Requirements :: Write out the lines exactly, from the line with "floor with a single marker." through the end of the records.

[Pointing records]
◇ ◇ ◇ ◇ ◇

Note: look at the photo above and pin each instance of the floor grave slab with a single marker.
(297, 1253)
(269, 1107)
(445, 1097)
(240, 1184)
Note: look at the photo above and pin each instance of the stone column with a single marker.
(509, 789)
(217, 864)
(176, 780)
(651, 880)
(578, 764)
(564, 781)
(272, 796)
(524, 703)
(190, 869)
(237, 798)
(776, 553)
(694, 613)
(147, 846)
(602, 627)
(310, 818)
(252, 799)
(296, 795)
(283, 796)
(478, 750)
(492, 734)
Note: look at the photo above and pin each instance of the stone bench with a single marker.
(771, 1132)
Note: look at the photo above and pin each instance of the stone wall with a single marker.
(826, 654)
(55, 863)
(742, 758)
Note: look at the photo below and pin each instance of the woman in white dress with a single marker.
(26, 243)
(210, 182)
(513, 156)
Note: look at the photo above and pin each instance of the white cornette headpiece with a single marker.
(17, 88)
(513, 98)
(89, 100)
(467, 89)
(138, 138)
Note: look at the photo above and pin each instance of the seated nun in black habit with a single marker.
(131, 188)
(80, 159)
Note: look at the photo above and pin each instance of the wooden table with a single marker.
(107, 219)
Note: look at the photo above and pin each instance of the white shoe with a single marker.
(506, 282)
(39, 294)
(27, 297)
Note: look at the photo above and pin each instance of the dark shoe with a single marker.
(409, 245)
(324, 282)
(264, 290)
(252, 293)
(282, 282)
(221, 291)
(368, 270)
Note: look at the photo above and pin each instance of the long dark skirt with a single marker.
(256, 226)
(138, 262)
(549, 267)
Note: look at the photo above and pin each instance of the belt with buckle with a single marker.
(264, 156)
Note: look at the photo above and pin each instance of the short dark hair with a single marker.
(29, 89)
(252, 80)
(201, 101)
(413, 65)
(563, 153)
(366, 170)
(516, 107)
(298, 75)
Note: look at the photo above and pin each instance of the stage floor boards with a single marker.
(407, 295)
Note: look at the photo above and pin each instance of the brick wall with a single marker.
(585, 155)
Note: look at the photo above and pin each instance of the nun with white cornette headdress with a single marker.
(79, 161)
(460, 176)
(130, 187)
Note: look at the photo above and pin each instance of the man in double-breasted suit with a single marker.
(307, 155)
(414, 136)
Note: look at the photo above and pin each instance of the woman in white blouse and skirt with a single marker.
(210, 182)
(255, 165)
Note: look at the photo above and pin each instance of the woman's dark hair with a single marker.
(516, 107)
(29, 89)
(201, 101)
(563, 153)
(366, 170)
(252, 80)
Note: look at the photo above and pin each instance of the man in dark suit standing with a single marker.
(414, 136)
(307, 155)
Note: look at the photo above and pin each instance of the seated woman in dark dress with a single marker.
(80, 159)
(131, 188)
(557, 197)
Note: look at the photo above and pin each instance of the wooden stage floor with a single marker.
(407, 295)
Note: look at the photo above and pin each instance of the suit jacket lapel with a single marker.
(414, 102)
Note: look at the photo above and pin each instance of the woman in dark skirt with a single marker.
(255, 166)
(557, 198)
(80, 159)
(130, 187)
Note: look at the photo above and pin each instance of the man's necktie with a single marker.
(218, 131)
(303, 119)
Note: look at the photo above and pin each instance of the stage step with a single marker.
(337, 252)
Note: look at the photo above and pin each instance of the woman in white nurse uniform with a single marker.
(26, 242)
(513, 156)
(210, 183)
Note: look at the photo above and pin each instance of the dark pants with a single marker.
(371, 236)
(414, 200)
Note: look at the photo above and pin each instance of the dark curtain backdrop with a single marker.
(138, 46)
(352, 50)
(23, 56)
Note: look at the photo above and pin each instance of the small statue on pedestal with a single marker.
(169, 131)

◇ ◇ ◇ ◇ ◇

Result of the task ::
Note: look at the photo above and pin each instance of the wooden stage floor with a single marker.
(407, 295)
Note: look at the photo above and pin each instance of the suit jacket lapel with a single marker.
(414, 102)
Note: look at the photo above and pin each instance of the woman in dark skirt with a single marker.
(255, 166)
(557, 198)
(80, 159)
(130, 187)
Note: look at the photo above and pin each instance of the man's necktie with a single marker.
(218, 131)
(303, 119)
Note: look at the photo above and pin each instance of the stage step with a single marker.
(337, 252)
Note: look at the photo above and pin each instance of the woman in white nurse uniform with a single marker.
(26, 242)
(513, 156)
(210, 183)
Note: look at the photo above and pin each instance of the dark pants with a single marker.
(371, 236)
(414, 200)
Note: look at the photo above and pin each instance of the dark curtain backdrop with a single marker.
(138, 46)
(352, 50)
(23, 56)
Note: look at the photo above and pin each instance of the small statue on pedestal with a single marker.
(169, 131)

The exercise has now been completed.